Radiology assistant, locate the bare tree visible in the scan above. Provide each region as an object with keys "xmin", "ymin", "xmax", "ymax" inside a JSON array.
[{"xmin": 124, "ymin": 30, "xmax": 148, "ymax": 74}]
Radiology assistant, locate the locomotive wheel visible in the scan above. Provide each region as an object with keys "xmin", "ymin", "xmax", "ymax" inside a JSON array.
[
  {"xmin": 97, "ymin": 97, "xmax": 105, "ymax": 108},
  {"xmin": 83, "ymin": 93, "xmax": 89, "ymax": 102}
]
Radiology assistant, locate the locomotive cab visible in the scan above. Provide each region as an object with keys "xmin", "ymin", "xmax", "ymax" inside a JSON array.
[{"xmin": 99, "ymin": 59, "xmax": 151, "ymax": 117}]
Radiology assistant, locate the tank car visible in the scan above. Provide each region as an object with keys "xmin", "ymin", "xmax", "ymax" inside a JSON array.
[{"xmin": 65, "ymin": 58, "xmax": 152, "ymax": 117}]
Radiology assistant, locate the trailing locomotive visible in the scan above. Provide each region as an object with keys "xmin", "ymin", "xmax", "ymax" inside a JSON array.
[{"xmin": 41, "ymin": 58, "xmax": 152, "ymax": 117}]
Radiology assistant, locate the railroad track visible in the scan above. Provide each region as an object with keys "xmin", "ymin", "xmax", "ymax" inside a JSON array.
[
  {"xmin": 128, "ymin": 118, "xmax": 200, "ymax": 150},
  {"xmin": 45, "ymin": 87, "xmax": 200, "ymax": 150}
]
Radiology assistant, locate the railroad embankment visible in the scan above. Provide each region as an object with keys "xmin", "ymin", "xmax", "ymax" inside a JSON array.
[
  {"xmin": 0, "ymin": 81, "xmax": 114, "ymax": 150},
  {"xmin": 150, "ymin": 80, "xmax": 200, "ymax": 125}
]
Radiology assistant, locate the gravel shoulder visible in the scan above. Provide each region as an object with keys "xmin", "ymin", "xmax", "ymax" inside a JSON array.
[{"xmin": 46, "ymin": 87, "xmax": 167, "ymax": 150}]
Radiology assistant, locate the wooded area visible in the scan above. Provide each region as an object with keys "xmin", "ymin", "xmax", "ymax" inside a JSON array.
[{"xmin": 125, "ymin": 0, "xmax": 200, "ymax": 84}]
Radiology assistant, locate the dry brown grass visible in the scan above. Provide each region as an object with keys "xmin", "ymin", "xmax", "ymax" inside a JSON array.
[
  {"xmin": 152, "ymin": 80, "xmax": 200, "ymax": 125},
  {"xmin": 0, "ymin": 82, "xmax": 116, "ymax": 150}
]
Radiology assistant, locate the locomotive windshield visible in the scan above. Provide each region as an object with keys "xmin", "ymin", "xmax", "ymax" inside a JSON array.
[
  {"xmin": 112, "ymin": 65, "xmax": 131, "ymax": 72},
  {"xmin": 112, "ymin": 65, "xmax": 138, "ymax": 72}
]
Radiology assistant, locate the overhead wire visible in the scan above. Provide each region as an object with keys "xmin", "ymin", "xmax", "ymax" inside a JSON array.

- _Work instructions_: Quote the entries verbatim, starting at the line that contains "Radiology assistant, locate the locomotive windshield" and ending with the final line of the entries.

- _Written solution_:
Radiology assistant, locate the locomotive windshield visible in the scan above. Provide each region as an object with keys "xmin", "ymin", "xmax", "ymax" inside a JSON array.
[
  {"xmin": 112, "ymin": 65, "xmax": 131, "ymax": 72},
  {"xmin": 112, "ymin": 65, "xmax": 138, "ymax": 72}
]
Radiology assistant, locate the overhead wire visible in the scan above. Provide each region as an object with keys "xmin", "ymin", "xmax", "ymax" inside a JSON array.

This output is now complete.